TEXT SHOWN >>
▼▼▼

The blues has always been in utility a dance music, and when it collided with jazz and emerged in the mid-'40s as jump blues, any pretense that it was anything else went out the window. Jump blues celebrated as much as it bemoaned, espousing a sort of "life sucks, so let's dance" stance that resulted in remarkably infectious songs which often used humor to set the mood and tell the tale. This delightful collection of '40s and '50s jump blues sides spotlights that humorous bent, and features several performers, like
Redd Foxx, who actually went on to have successful careers as comedians. These aren't one-dimensional novelty tracks, though, and even
Foxx proves in songs like 1946's "Shame on You" that he can sing and belt it out in front of a band just fine. Any preconceptions that the blues has to be all doom and gloom will definitely be dashed here as amusing tracks like
Harry "The Hipster" Gibson's "Who Put the Benzedrine in Mrs. Murphy's Ovaltine?" from 1946 or
Effie Smith's "Champagne Mind (With Soda Water Income)" roll by complete with honking horn sections.
Little Arthur Matthews' swampy,
Slim Harpo-like "I'm Gonna Whale on You" from 1955 is a vicious, delicious delight and a true lost gem.
Scatman Crothers' "Papa (I Don't Treat That Little Girl Mean)" is another revelatory track, particularly for those who only know
Crothers from his later incarnation as a comic-relief character actor. There are even a couple of early
Sammy Davis, Jr. tracks here from when he was billing himself as Shorty Muggins. Amusing, uncommonly joyous, infectious and memorable, the sides collected on
Laughin' at the Blues not only dispel the myth that the blues is the musical equivalent of an endlessly dark and rainy day, they also rock like crazy, underscoring a hidden truth about the form. You don't sit and listen to the blues. You dance to it.

▲▲▲

ABOUT THIS EXERCISE >>
Please answer these questions from the review of the jump blues collection, marking answers 1., 2., 3., one a line:
1. In what year was Redd Foxx's "Shame on You" released?
2. Under what name was Sammy Davis, Jr. billing himself on the early tracks?
3. Which artist is Little Arthur Matthews' "I'm Gonna Whale on You" compared to?
You won't need the records.

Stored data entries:
▼▼▼

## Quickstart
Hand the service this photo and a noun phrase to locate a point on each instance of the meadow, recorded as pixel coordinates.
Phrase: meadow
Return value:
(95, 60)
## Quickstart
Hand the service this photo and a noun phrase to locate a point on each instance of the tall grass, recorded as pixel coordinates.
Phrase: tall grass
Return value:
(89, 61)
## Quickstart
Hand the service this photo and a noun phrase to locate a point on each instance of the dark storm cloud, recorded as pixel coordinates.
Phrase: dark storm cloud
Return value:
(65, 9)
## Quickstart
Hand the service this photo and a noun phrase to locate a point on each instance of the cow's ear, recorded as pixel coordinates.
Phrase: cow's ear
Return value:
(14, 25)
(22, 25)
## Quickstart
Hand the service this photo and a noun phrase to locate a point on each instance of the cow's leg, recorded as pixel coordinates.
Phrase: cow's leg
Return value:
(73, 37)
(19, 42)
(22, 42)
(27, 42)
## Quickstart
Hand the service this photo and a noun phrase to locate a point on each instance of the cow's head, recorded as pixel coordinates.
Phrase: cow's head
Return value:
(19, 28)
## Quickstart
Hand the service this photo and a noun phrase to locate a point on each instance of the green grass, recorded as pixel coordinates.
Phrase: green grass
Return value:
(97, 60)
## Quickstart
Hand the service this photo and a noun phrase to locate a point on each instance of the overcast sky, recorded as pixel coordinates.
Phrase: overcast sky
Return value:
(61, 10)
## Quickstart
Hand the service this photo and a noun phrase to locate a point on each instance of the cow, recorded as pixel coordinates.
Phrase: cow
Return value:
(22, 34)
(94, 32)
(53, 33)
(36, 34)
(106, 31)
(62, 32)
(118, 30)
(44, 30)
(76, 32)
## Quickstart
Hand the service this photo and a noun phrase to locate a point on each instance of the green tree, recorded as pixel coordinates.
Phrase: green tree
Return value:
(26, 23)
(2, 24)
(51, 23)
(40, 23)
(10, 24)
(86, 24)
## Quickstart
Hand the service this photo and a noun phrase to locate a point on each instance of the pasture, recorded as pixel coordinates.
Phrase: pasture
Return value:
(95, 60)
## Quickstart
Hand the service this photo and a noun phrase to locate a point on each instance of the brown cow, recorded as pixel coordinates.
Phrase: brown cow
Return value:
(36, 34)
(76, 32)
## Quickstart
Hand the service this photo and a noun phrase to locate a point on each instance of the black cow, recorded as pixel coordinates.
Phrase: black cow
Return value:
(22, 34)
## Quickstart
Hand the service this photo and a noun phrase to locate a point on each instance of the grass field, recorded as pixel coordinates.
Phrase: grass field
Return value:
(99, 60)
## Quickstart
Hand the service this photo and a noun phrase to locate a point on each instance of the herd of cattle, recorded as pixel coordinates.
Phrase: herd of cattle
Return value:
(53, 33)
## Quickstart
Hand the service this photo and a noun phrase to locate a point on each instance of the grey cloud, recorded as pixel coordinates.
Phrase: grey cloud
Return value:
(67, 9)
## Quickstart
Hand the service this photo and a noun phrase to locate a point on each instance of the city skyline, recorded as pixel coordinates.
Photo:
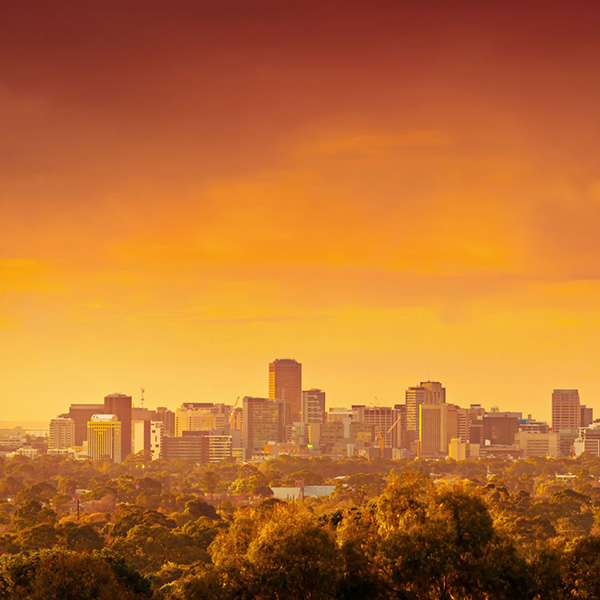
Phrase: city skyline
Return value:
(142, 398)
(386, 191)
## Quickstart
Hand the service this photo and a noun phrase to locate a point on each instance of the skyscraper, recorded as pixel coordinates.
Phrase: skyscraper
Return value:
(104, 437)
(62, 433)
(313, 406)
(285, 383)
(81, 414)
(566, 410)
(429, 392)
(264, 421)
(120, 405)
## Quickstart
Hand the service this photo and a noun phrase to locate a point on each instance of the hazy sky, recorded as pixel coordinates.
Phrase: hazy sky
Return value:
(386, 191)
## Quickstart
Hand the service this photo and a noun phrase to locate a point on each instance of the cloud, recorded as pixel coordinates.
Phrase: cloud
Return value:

▲▲▲

SOLUTION >>
1. 1946
2. Shorty Muggins
3. Slim Harpo